═════ 提供テキスト ═════

深紅の鮮血と漆黒の闇に彩られた館

名作、人気のある作品から評価せず、私自身の独断と偏見で面白かったホラー映画を選んで、ランキング化しました。知名度が低いホラー映画がいくつかありますので、ホラー映画に飽きた方も参考にして選んでみてください。

【特集】見たことを後悔するホラー映画 スペイン編

【スペインのホラー映画の特徴】
暗く陰惨な映像美とエンターテイメント性を両立させつつ、歴史的悲劇や家族愛を描いているのが特徴。また、ミステリー映画並みに練られた脚本や恐ろしくも切ない雰囲気の演出もスパニッシュホラーの特筆すべき点でもある。スペインではキリスト教を信じている人が多いせいか、悪魔払いを題材にしたホラー映画も多いようだ。

═════

* 課題内容 A *
以下の記録から、文字列「boot」を含む行をすべて列挙すること。大文字と小文字は区別する。

═════ 提供された記録 ═════

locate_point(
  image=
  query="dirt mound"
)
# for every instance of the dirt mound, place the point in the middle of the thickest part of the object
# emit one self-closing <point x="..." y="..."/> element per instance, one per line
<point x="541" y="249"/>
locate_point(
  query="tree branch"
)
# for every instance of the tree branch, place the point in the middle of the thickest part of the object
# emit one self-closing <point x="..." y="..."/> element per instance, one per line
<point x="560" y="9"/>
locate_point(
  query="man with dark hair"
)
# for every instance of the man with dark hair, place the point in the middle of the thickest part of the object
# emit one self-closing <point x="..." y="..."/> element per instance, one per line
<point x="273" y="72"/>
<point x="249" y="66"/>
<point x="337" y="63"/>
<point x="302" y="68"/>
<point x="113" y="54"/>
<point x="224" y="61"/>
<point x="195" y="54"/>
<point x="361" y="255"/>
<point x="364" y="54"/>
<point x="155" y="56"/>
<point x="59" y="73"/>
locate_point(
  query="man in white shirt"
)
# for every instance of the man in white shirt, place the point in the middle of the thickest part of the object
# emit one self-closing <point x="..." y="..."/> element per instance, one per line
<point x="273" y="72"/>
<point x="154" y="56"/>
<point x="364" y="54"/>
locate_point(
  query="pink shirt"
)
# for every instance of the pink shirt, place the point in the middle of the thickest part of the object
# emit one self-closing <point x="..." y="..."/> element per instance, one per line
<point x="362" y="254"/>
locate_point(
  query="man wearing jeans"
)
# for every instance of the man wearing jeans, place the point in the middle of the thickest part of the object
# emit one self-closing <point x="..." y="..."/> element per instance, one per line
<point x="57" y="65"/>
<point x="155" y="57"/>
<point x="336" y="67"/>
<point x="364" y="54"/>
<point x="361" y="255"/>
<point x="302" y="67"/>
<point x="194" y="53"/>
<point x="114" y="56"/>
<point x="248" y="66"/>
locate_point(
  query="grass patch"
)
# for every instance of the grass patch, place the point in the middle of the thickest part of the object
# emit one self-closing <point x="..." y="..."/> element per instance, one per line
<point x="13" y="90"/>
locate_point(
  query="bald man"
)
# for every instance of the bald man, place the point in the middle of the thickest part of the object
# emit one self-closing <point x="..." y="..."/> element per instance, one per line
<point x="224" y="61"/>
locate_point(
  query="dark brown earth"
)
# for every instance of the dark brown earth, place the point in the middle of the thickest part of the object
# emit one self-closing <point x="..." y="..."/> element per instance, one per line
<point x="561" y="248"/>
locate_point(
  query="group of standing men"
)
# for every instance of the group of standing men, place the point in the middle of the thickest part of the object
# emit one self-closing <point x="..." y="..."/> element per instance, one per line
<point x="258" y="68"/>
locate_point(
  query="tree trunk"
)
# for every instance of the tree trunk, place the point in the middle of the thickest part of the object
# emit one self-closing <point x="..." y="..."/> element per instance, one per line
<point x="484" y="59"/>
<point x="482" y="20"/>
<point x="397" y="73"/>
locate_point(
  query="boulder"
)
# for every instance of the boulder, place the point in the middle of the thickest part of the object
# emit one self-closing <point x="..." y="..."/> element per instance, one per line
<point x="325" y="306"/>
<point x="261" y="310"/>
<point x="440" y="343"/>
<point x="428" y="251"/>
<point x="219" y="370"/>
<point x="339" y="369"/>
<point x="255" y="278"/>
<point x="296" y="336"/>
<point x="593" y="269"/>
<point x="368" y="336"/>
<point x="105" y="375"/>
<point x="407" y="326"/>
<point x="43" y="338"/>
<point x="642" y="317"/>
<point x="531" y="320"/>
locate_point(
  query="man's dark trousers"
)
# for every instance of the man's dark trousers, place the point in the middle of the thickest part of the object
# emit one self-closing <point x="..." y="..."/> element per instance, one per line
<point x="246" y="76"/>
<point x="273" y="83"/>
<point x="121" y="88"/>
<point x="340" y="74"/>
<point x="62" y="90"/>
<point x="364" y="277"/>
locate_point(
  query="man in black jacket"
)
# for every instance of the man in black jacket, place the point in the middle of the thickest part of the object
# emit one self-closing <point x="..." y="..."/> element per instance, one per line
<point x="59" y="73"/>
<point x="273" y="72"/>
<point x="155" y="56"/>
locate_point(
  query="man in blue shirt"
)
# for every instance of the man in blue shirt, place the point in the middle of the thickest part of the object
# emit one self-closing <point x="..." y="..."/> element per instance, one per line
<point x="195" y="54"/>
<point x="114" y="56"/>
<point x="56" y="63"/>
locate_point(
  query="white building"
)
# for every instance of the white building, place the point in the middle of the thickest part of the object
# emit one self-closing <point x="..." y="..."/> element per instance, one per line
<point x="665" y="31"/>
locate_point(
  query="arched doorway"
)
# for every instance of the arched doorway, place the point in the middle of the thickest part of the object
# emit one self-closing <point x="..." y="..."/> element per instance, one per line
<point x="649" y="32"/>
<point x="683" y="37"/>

═════
═════ 提供された記録 ═════

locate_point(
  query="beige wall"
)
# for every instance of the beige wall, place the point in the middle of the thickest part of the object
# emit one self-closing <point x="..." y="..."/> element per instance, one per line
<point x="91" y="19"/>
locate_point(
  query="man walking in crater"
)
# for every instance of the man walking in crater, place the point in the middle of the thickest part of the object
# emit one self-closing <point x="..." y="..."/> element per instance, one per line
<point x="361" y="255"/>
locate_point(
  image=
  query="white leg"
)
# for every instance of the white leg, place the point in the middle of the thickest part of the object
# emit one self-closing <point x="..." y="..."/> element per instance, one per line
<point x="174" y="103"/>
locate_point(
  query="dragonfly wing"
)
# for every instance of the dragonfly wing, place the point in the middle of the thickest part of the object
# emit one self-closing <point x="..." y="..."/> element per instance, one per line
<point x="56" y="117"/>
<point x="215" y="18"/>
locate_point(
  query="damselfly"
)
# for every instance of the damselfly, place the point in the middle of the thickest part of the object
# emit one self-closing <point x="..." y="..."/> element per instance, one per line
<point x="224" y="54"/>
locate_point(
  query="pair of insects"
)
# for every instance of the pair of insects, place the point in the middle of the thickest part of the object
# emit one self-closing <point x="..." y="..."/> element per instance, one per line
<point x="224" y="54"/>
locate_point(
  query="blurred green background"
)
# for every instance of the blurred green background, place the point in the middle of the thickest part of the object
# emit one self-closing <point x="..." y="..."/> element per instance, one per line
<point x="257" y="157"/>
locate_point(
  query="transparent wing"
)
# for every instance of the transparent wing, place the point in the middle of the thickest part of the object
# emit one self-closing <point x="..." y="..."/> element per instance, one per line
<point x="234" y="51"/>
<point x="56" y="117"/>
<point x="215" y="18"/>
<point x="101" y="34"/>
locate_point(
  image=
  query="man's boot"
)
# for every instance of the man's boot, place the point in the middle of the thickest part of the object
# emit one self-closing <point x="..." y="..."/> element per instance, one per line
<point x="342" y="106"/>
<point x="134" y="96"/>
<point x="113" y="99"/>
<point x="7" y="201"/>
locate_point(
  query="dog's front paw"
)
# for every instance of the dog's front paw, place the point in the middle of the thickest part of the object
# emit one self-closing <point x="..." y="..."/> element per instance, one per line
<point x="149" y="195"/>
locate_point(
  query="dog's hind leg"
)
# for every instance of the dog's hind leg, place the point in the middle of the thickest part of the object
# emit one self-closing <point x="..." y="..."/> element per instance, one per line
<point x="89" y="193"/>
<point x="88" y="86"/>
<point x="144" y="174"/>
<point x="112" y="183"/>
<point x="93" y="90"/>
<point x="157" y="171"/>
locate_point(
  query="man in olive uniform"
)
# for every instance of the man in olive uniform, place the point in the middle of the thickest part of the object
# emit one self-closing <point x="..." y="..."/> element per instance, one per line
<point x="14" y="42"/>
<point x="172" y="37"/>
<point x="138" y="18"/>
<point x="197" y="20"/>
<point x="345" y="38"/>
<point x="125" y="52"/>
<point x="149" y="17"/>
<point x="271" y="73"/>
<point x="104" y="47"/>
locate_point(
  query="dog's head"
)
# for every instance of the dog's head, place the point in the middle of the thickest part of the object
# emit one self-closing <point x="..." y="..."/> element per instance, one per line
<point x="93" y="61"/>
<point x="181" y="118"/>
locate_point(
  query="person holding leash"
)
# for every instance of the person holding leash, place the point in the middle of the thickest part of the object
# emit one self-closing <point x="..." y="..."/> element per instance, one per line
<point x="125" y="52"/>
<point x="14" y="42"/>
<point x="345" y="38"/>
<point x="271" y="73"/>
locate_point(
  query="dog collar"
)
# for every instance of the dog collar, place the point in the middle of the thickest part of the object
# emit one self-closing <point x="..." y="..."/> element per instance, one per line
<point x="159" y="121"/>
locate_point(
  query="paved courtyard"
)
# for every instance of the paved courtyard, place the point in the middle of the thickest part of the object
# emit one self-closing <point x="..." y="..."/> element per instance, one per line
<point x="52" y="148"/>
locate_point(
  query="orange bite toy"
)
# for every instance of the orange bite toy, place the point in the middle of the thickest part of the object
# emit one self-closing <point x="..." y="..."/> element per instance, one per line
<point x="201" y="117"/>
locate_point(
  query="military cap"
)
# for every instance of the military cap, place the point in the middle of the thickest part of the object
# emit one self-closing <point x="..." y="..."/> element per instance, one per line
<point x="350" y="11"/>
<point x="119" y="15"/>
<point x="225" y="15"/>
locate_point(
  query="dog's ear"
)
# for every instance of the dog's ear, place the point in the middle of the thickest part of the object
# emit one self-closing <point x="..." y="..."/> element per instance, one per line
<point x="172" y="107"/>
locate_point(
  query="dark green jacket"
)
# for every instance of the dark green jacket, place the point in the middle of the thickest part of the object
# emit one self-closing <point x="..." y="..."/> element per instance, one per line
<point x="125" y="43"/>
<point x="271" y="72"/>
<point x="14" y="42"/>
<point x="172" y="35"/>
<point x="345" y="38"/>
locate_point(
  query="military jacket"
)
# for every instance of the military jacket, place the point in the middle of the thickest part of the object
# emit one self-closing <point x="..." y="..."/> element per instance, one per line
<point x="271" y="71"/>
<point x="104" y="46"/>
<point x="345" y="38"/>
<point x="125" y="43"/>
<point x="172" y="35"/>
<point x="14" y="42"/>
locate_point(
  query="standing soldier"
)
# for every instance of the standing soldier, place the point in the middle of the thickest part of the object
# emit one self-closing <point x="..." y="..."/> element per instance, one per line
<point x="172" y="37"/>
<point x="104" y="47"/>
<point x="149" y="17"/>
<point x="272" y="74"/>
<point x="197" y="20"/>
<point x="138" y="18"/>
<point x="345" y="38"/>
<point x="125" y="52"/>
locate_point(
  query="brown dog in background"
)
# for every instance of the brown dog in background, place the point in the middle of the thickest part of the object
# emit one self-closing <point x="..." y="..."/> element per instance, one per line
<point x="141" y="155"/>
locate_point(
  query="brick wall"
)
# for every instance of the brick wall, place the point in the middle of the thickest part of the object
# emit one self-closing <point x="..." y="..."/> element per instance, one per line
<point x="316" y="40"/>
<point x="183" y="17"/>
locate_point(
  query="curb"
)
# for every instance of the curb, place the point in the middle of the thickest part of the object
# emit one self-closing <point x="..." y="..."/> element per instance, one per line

═════
═════ 提供された記録 ═════

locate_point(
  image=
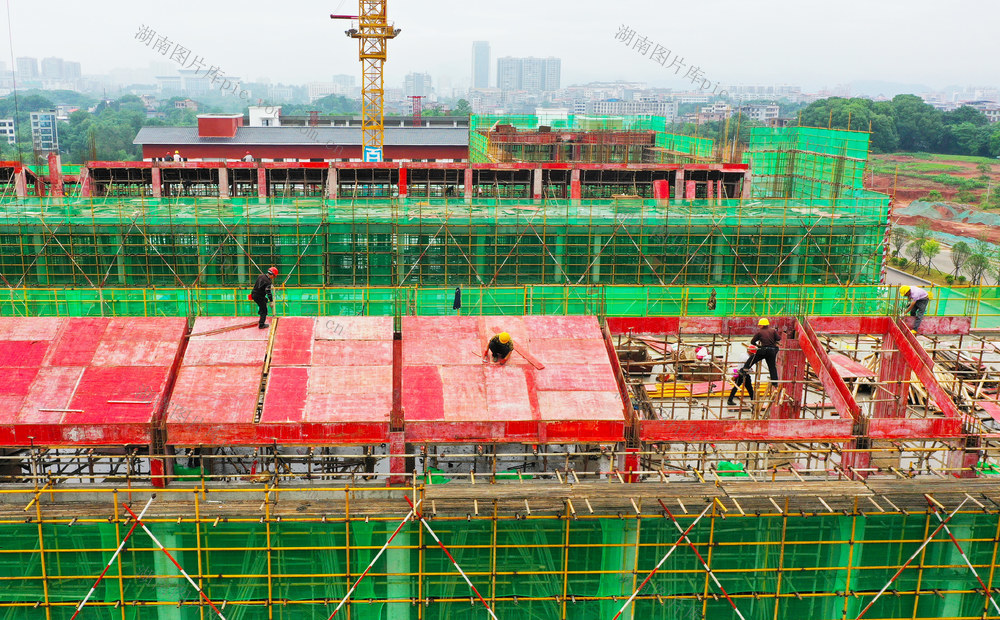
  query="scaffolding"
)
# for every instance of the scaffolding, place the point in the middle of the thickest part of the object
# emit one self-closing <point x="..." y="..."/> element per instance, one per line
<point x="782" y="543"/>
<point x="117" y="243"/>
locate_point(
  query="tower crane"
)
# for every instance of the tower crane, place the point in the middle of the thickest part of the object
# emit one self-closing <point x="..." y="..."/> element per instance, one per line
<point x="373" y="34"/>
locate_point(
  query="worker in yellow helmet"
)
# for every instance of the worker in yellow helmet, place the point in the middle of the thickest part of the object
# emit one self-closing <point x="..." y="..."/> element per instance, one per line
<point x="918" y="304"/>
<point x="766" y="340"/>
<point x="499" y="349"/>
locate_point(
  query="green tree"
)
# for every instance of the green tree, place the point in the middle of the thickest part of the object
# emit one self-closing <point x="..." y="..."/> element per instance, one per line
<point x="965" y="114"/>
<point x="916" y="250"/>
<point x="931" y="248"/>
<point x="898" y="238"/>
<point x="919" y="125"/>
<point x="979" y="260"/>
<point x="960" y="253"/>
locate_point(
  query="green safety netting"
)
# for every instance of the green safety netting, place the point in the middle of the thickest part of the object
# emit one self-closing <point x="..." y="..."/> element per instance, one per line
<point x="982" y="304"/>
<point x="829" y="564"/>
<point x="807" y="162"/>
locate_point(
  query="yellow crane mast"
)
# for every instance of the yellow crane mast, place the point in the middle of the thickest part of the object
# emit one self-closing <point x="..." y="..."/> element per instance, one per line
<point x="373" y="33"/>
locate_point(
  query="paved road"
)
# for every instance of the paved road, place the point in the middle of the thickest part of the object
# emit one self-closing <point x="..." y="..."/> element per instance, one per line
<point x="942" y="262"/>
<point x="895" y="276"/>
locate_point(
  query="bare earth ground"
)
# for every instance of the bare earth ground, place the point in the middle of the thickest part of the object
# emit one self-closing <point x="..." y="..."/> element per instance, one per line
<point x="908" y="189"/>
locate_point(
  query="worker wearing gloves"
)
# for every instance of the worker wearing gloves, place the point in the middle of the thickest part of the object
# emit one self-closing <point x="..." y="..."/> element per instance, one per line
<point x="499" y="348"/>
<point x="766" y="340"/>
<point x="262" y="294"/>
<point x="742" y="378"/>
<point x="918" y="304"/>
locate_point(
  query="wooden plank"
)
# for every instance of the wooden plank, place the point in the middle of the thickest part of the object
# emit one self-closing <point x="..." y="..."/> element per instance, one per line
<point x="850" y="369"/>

═════

* 課題内容 B *
ホラー映画の紹介文のうち、「名作、人気のある作品から評価」から始まり「したホラー映画も多いようだ。」まで続く部分を、一字一句そのまま書き写すこと。

* 期待される出力 A *
  query="man's boot"
# for every instance of the man's boot, place the point in the middle of the thickest part of the object

* 期待される出力 B *
名作、人気のある作品から評価せず、私自身の独断と偏見で面白かったホラー映画を選んで、ランキング化しました。知名度が低いホラー映画がいくつかありますので、ホラー映画に飽きた方も参考にして選んでみてください。

【特集】見たことを後悔するホラー映画 スペイン編

【スペインのホラー映画の特徴】
暗く陰惨な映像美とエンターテイメント性を両立させつつ、歴史的悲劇や家族愛を描いているのが特徴。また、ミステリー映画並みに練られた脚本や恐ろしくも切ない雰囲気の演出もスパニッシュホラーの特筆すべき点でもある。スペインではキリスト教を信じている人が多いせいか、悪魔払いを題材にしたホラー映画も多いようだ。